Problem statement: Write the records out exactly as shown. No pictures.

Dataset excerpts:
____

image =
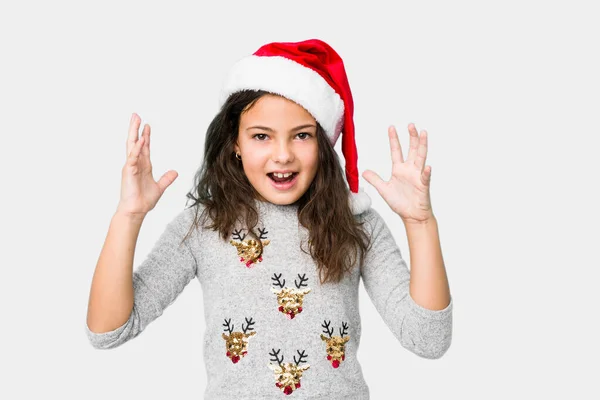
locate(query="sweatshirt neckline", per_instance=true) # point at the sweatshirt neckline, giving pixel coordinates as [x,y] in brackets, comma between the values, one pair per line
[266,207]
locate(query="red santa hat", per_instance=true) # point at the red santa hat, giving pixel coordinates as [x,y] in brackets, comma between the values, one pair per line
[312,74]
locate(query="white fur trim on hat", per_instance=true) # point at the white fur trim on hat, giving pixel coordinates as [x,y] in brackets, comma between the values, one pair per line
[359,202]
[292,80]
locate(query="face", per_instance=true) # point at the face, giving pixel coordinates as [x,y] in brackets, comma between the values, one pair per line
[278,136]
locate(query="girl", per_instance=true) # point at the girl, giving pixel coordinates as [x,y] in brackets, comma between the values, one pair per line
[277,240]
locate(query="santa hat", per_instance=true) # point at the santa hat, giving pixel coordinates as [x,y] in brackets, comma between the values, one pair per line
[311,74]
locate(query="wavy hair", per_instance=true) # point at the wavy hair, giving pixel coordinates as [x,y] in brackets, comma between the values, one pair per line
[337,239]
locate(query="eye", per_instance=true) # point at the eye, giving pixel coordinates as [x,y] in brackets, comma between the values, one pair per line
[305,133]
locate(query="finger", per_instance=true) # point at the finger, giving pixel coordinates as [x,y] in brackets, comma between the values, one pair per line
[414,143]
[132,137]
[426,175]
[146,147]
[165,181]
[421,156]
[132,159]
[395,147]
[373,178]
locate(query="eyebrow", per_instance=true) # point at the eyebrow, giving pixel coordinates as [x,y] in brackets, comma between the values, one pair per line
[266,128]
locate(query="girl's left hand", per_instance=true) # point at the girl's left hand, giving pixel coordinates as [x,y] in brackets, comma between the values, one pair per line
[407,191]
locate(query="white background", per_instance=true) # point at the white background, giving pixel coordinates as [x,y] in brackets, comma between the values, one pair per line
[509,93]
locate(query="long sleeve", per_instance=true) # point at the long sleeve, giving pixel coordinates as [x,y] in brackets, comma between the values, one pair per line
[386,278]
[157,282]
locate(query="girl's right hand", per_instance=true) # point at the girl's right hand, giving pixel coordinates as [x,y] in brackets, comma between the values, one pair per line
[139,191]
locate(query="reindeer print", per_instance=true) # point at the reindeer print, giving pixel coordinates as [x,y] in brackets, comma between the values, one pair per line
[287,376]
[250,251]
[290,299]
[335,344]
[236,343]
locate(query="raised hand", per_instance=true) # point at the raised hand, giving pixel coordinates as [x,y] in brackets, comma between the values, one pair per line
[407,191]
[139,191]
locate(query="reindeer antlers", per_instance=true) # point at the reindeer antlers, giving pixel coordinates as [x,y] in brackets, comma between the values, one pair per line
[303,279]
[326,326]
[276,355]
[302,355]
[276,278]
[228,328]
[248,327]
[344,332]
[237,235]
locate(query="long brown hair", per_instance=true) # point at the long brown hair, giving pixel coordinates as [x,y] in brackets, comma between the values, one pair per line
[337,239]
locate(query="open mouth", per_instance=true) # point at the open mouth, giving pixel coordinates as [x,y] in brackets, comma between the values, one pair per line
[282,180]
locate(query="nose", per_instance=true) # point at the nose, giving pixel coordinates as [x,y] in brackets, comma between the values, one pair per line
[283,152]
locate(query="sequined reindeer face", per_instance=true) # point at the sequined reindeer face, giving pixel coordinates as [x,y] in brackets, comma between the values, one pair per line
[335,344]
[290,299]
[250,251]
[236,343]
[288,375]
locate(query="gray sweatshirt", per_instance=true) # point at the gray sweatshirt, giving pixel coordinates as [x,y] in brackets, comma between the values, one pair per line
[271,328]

____

Response for this exercise:
image =
locate(query="sweatshirt neckline", per_instance=true) # point at the sweatshirt neckline, giving pixel coordinates as [x,y] in brackets, comma between the values, one pair per line
[266,207]
locate(query="red santa hat", per_instance=true) # point at the red santa hat, giving pixel coordinates as [x,y] in brackets, comma between the values, one pair per line
[312,74]
locate(query="white fur trim on hat", per_instance=true) # point at the white fur trim on hat, giving pixel coordinates as [x,y] in brackets, comma between the values, one pair per line
[359,202]
[292,80]
locate(query="face", per_instance=true) # point at the face, giving pixel coordinates as [x,y] in brackets, comma between the values, one pair per line
[278,136]
locate(query="girl", per_instance=true) # point at the girl, giving pixel coordinates as [x,y] in brackets, comma between the values, one pair per line
[277,240]
locate(query="santa hat", per_instance=true) # point at the santa hat, giving pixel coordinates as [x,y] in brackets, comma between the values, one pair per line
[311,74]
locate(query="wavy hair", per_instance=true) # point at the wavy hair, giving pixel coordinates as [x,y] in brackets, comma between the values, one pair per line
[337,239]
locate(query="eye", per_instance=true) # point at the eye, giving pixel coordinates as [x,y] in brackets, comma between the values, one pair per line
[305,133]
locate(query="finger", per_instance=true) # point at the finger, giving pixel coordinates as [x,y] in brackets, comma between the values, one pair per line
[414,143]
[132,137]
[426,175]
[146,147]
[165,181]
[421,156]
[132,159]
[395,147]
[373,178]
locate(query="eyebrow", per_instance=true) # point at the eyebrow, giving pixel coordinates as [x,y] in brackets, comma between the values, one pair per line
[266,128]
locate(query="girl's left hand", per_instance=true) # point at the girl's left hand, giving pixel coordinates as [x,y] in brackets, comma between the values, one pair per line
[407,191]
locate(query="white background", per_instance=true) # point at the white background, giving pixel coordinates as [x,y] in brackets, comma between the values, one pair per line
[509,93]
locate(query="long sleeve", per_instance=true) # point at the long sleeve, giving pixel coordinates as [x,y] in brackets, comma between the values, one pair per line
[386,278]
[157,282]
locate(query="girl's right hand", per_instance=true) # point at the girl's right hand, giving pixel coordinates as [x,y] in brackets, comma between the values, one pair per line
[139,191]
locate(query="reindeer print", per_instance=true) # point at the reindeer print, giving pixel coordinates as [x,y] in brackets, comma between the values, one pair per line
[287,376]
[250,251]
[290,299]
[335,344]
[236,343]
locate(query="raised hand", per_instance=true) # point at the raised hand, giving pixel coordinates as [x,y] in brackets, comma between the values, one pair per line
[407,191]
[139,191]
locate(query="reindeer antlers", per_instance=true) # point at the reindeer antlers, giving pixel coordinates as [x,y] in brackets, comma between the values, one pair per line
[303,279]
[326,326]
[276,355]
[302,355]
[276,278]
[228,328]
[248,327]
[344,332]
[237,235]
locate(query="long brown hair", per_instance=true) # point at the long brown hair, giving pixel coordinates as [x,y] in brackets, comma between the values, one pair per line
[337,239]
locate(query="open mouth", per_instance=true) # point at the open mouth, giving pixel coordinates as [x,y] in brackets, comma between the values, one pair per line
[282,180]
locate(query="nose", per_instance=true) # point at the nose, giving pixel coordinates as [x,y] in brackets, comma between the values, one pair per line
[283,152]
locate(query="sequined reindeer face", per_instance=true) # point at the sequined reindeer face, giving pixel coordinates as [x,y] in brackets, comma between the values, one pair per line
[335,344]
[290,299]
[250,251]
[236,343]
[288,375]
locate(query="gray sweatshirt", per_instance=true) # point at the gray sweatshirt, giving pixel coordinates as [x,y] in brackets, comma between the values, one pair per line
[271,328]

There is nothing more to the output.